**Directions**
Could you give the entries again, exactly as written?
*** Opening of Excerpted data ***
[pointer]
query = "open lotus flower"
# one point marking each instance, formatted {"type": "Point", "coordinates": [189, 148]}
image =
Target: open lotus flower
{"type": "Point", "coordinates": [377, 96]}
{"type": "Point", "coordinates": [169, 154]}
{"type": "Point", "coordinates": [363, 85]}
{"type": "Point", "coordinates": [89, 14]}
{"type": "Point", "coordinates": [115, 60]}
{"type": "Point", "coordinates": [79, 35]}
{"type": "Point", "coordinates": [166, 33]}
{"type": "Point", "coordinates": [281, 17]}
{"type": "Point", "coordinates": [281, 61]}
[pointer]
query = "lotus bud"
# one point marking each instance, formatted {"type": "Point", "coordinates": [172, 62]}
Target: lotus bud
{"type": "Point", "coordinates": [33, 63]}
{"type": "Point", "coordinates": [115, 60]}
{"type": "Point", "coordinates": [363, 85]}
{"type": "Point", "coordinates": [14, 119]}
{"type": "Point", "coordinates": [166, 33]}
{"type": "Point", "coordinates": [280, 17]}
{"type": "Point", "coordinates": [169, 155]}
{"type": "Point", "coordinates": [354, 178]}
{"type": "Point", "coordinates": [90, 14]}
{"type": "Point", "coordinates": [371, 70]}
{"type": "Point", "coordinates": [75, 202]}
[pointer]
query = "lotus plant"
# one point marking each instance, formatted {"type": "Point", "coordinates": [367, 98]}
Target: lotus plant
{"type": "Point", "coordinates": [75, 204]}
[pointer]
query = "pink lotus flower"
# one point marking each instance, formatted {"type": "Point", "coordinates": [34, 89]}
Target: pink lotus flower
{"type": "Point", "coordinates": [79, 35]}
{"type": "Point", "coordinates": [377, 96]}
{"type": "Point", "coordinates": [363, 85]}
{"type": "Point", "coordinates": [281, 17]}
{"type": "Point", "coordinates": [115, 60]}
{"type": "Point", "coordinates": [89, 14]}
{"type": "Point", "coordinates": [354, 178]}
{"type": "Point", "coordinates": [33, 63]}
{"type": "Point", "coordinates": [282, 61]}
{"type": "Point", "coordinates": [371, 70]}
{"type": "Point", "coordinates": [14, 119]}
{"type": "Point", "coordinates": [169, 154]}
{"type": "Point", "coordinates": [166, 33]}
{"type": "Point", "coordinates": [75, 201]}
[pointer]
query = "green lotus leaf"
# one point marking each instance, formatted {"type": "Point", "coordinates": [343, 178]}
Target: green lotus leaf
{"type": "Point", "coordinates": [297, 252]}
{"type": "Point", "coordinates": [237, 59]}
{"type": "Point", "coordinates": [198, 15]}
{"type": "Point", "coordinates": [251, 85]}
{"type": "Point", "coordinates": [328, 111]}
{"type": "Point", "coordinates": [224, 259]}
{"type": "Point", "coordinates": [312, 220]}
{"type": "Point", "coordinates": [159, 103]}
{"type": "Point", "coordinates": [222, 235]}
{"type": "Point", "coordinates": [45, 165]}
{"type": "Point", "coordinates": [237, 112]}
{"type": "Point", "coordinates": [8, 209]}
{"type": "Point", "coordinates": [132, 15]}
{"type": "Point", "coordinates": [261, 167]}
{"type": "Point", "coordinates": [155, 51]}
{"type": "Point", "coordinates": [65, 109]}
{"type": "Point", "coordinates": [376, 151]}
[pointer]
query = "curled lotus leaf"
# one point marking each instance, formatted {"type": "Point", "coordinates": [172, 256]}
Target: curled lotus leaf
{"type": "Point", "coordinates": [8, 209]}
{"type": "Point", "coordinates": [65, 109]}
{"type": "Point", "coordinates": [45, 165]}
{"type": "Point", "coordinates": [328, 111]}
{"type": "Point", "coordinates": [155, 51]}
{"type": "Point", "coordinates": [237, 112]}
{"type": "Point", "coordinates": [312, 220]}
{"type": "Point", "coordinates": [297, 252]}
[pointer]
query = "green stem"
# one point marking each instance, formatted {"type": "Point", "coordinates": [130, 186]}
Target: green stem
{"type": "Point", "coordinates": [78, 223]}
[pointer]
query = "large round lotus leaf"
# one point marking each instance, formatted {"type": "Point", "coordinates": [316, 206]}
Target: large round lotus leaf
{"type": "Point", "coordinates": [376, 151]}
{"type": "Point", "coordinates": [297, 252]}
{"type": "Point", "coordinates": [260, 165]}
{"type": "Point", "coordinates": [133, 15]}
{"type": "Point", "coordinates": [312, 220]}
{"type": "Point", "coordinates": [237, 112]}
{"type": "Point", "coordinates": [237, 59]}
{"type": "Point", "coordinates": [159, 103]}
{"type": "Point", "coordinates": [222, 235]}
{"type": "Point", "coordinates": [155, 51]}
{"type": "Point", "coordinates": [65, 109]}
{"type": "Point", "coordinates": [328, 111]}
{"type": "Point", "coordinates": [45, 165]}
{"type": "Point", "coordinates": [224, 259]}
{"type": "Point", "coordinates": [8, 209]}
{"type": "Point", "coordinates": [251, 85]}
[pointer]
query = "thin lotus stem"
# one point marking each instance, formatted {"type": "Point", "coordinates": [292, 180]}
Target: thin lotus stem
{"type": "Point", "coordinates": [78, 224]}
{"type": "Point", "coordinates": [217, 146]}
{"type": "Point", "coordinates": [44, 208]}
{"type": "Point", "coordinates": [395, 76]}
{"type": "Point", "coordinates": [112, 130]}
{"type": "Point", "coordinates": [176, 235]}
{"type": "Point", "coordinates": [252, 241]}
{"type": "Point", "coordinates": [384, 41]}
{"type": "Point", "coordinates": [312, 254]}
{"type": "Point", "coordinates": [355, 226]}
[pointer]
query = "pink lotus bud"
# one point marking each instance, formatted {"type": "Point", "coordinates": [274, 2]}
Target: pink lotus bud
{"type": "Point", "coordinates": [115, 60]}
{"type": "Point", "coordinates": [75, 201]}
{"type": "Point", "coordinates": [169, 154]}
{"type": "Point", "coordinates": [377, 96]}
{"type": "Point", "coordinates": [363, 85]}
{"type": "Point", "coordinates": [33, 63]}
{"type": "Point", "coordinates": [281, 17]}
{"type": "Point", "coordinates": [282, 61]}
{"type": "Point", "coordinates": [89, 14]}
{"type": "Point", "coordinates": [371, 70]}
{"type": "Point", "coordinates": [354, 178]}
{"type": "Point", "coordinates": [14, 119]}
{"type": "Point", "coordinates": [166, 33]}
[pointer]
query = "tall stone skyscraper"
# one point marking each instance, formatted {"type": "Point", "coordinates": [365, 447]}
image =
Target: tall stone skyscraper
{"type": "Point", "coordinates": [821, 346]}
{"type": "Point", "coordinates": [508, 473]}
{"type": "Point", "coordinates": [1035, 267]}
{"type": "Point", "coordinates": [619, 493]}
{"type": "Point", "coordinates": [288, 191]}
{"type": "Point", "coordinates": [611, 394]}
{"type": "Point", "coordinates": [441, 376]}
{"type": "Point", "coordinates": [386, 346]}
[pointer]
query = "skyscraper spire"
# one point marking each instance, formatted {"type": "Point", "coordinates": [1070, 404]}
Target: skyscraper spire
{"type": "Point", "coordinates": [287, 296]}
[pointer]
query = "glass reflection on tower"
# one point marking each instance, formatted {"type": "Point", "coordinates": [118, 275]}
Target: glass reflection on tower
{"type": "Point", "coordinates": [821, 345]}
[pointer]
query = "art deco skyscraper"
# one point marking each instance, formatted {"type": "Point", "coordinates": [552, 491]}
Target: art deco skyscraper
*** Close of Excerpted data ***
**Exercise answer**
[pointer]
query = "open lotus flower"
# one point marking each instance, formatted {"type": "Point", "coordinates": [189, 148]}
image =
Target: open lotus flower
{"type": "Point", "coordinates": [377, 96]}
{"type": "Point", "coordinates": [169, 154]}
{"type": "Point", "coordinates": [363, 85]}
{"type": "Point", "coordinates": [89, 14]}
{"type": "Point", "coordinates": [115, 60]}
{"type": "Point", "coordinates": [79, 35]}
{"type": "Point", "coordinates": [166, 33]}
{"type": "Point", "coordinates": [281, 17]}
{"type": "Point", "coordinates": [281, 61]}
[pointer]
query = "lotus bud"
# one point marking each instance, formatted {"type": "Point", "coordinates": [172, 62]}
Target: lotus bud
{"type": "Point", "coordinates": [33, 63]}
{"type": "Point", "coordinates": [115, 60]}
{"type": "Point", "coordinates": [363, 85]}
{"type": "Point", "coordinates": [14, 119]}
{"type": "Point", "coordinates": [166, 33]}
{"type": "Point", "coordinates": [280, 17]}
{"type": "Point", "coordinates": [169, 155]}
{"type": "Point", "coordinates": [354, 178]}
{"type": "Point", "coordinates": [90, 14]}
{"type": "Point", "coordinates": [371, 70]}
{"type": "Point", "coordinates": [75, 202]}
[pointer]
query = "lotus plant"
# one point marking each instance, formatted {"type": "Point", "coordinates": [367, 98]}
Target: lotus plant
{"type": "Point", "coordinates": [75, 204]}
[pointer]
query = "pink lotus flower"
# one point marking each instance, formatted {"type": "Point", "coordinates": [34, 89]}
Target: pink lotus flower
{"type": "Point", "coordinates": [79, 35]}
{"type": "Point", "coordinates": [377, 96]}
{"type": "Point", "coordinates": [363, 85]}
{"type": "Point", "coordinates": [281, 17]}
{"type": "Point", "coordinates": [115, 60]}
{"type": "Point", "coordinates": [89, 14]}
{"type": "Point", "coordinates": [354, 178]}
{"type": "Point", "coordinates": [33, 63]}
{"type": "Point", "coordinates": [282, 61]}
{"type": "Point", "coordinates": [371, 70]}
{"type": "Point", "coordinates": [14, 119]}
{"type": "Point", "coordinates": [169, 154]}
{"type": "Point", "coordinates": [166, 33]}
{"type": "Point", "coordinates": [75, 201]}
[pointer]
query = "green lotus leaf"
# one point marking each instance, formatted {"type": "Point", "coordinates": [343, 178]}
Target: green lotus leaf
{"type": "Point", "coordinates": [297, 252]}
{"type": "Point", "coordinates": [237, 59]}
{"type": "Point", "coordinates": [198, 15]}
{"type": "Point", "coordinates": [251, 85]}
{"type": "Point", "coordinates": [328, 111]}
{"type": "Point", "coordinates": [224, 259]}
{"type": "Point", "coordinates": [312, 220]}
{"type": "Point", "coordinates": [159, 103]}
{"type": "Point", "coordinates": [222, 235]}
{"type": "Point", "coordinates": [45, 165]}
{"type": "Point", "coordinates": [237, 112]}
{"type": "Point", "coordinates": [8, 209]}
{"type": "Point", "coordinates": [132, 15]}
{"type": "Point", "coordinates": [261, 167]}
{"type": "Point", "coordinates": [155, 51]}
{"type": "Point", "coordinates": [65, 109]}
{"type": "Point", "coordinates": [376, 151]}
[pointer]
query = "curled lotus leaf"
# one point marking each instance, formatted {"type": "Point", "coordinates": [172, 256]}
Target: curled lotus leaf
{"type": "Point", "coordinates": [8, 209]}
{"type": "Point", "coordinates": [65, 109]}
{"type": "Point", "coordinates": [45, 165]}
{"type": "Point", "coordinates": [328, 111]}
{"type": "Point", "coordinates": [155, 51]}
{"type": "Point", "coordinates": [237, 112]}
{"type": "Point", "coordinates": [312, 220]}
{"type": "Point", "coordinates": [297, 252]}
[pointer]
query = "green stem"
# one point marking each instance, formatted {"type": "Point", "coordinates": [130, 186]}
Target: green stem
{"type": "Point", "coordinates": [78, 223]}
[pointer]
query = "large round lotus leaf"
# one point marking each instance, formatted {"type": "Point", "coordinates": [316, 206]}
Target: large round lotus leaf
{"type": "Point", "coordinates": [376, 151]}
{"type": "Point", "coordinates": [297, 252]}
{"type": "Point", "coordinates": [260, 165]}
{"type": "Point", "coordinates": [133, 15]}
{"type": "Point", "coordinates": [312, 220]}
{"type": "Point", "coordinates": [237, 112]}
{"type": "Point", "coordinates": [237, 59]}
{"type": "Point", "coordinates": [159, 103]}
{"type": "Point", "coordinates": [222, 235]}
{"type": "Point", "coordinates": [155, 51]}
{"type": "Point", "coordinates": [65, 109]}
{"type": "Point", "coordinates": [328, 111]}
{"type": "Point", "coordinates": [45, 165]}
{"type": "Point", "coordinates": [224, 259]}
{"type": "Point", "coordinates": [8, 209]}
{"type": "Point", "coordinates": [251, 85]}
[pointer]
query = "thin lotus stem"
# one point marking each instance, formatted {"type": "Point", "coordinates": [292, 180]}
Target: thin lotus stem
{"type": "Point", "coordinates": [78, 224]}
{"type": "Point", "coordinates": [217, 146]}
{"type": "Point", "coordinates": [44, 208]}
{"type": "Point", "coordinates": [395, 76]}
{"type": "Point", "coordinates": [112, 130]}
{"type": "Point", "coordinates": [176, 235]}
{"type": "Point", "coordinates": [252, 241]}
{"type": "Point", "coordinates": [384, 41]}
{"type": "Point", "coordinates": [312, 254]}
{"type": "Point", "coordinates": [355, 226]}
[pointer]
query = "pink lotus bud"
# one point marking each instance, formatted {"type": "Point", "coordinates": [274, 2]}
Target: pink lotus bud
{"type": "Point", "coordinates": [115, 60]}
{"type": "Point", "coordinates": [75, 201]}
{"type": "Point", "coordinates": [169, 154]}
{"type": "Point", "coordinates": [377, 96]}
{"type": "Point", "coordinates": [363, 85]}
{"type": "Point", "coordinates": [33, 63]}
{"type": "Point", "coordinates": [281, 17]}
{"type": "Point", "coordinates": [282, 61]}
{"type": "Point", "coordinates": [89, 14]}
{"type": "Point", "coordinates": [371, 70]}
{"type": "Point", "coordinates": [354, 178]}
{"type": "Point", "coordinates": [14, 119]}
{"type": "Point", "coordinates": [166, 33]}
[pointer]
query = "tall stone skyscraper"
# one point marking each instance, formatted {"type": "Point", "coordinates": [365, 447]}
image =
Target: tall stone skyscraper
{"type": "Point", "coordinates": [821, 346]}
{"type": "Point", "coordinates": [508, 473]}
{"type": "Point", "coordinates": [1035, 267]}
{"type": "Point", "coordinates": [619, 493]}
{"type": "Point", "coordinates": [288, 191]}
{"type": "Point", "coordinates": [611, 394]}
{"type": "Point", "coordinates": [441, 376]}
{"type": "Point", "coordinates": [386, 346]}
[pointer]
query = "skyscraper spire"
# one point marking each instance, formatted {"type": "Point", "coordinates": [1070, 404]}
Target: skyscraper spire
{"type": "Point", "coordinates": [287, 296]}
[pointer]
query = "glass reflection on tower"
# one point marking each instance, formatted {"type": "Point", "coordinates": [118, 275]}
Target: glass reflection on tower
{"type": "Point", "coordinates": [821, 345]}
[pointer]
query = "art deco skyscraper"
# one point marking each instance, formatted {"type": "Point", "coordinates": [552, 491]}
Target: art deco skyscraper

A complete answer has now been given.